§ Problem to solve
Please turn the data lines starting at the one containing "Where can you find the branch?" and ending at the one containing "Where can you find the orange" into a JSON list of strings, one string per line and no blank lines.

[Dataset excerpt]
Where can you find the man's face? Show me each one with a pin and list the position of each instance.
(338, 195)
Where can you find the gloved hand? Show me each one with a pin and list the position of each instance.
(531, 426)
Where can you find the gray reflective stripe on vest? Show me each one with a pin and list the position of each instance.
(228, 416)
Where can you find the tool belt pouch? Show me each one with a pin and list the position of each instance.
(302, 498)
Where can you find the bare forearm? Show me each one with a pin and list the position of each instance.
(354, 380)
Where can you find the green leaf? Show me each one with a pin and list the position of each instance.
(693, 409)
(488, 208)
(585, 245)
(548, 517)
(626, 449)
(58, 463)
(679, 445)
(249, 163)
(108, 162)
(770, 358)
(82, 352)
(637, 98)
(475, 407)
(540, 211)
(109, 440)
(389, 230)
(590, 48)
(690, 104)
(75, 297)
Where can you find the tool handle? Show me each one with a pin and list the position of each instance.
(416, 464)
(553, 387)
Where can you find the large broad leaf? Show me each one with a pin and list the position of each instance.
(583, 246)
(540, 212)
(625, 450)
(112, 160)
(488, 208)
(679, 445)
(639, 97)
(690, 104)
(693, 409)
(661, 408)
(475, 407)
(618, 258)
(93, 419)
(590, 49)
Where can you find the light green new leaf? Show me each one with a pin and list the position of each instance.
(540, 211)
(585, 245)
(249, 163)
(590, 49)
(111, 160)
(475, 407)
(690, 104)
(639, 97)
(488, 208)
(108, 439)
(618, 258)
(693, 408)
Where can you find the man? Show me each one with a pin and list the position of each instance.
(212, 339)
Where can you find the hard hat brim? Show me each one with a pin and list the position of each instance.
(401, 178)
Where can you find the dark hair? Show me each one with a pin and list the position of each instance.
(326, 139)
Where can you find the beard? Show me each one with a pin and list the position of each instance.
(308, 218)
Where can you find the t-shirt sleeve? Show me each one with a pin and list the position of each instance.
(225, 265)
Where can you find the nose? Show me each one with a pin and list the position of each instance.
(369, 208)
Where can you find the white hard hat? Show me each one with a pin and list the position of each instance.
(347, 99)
...
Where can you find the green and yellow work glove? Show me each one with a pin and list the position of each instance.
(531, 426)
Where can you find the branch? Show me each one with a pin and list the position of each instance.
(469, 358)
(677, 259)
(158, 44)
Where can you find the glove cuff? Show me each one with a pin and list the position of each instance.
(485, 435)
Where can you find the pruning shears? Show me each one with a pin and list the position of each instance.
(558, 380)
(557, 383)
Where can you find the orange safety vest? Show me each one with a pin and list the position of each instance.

§ Exercise response
[
  "Where can you find the branch? Show me each one with a pin and list the position of each instance.",
  "(469, 358)",
  "(677, 259)",
  "(158, 44)",
  "Where can you find the glove cuff? Show me each one with a pin and list the position of each instance.",
  "(485, 435)",
  "Where can you find the pruning shears? Show me each one with a pin and list the position of each instance.",
  "(558, 380)",
  "(557, 383)",
  "Where can you find the orange safety vest? Show me each one with a pin and list the position of each instance."
]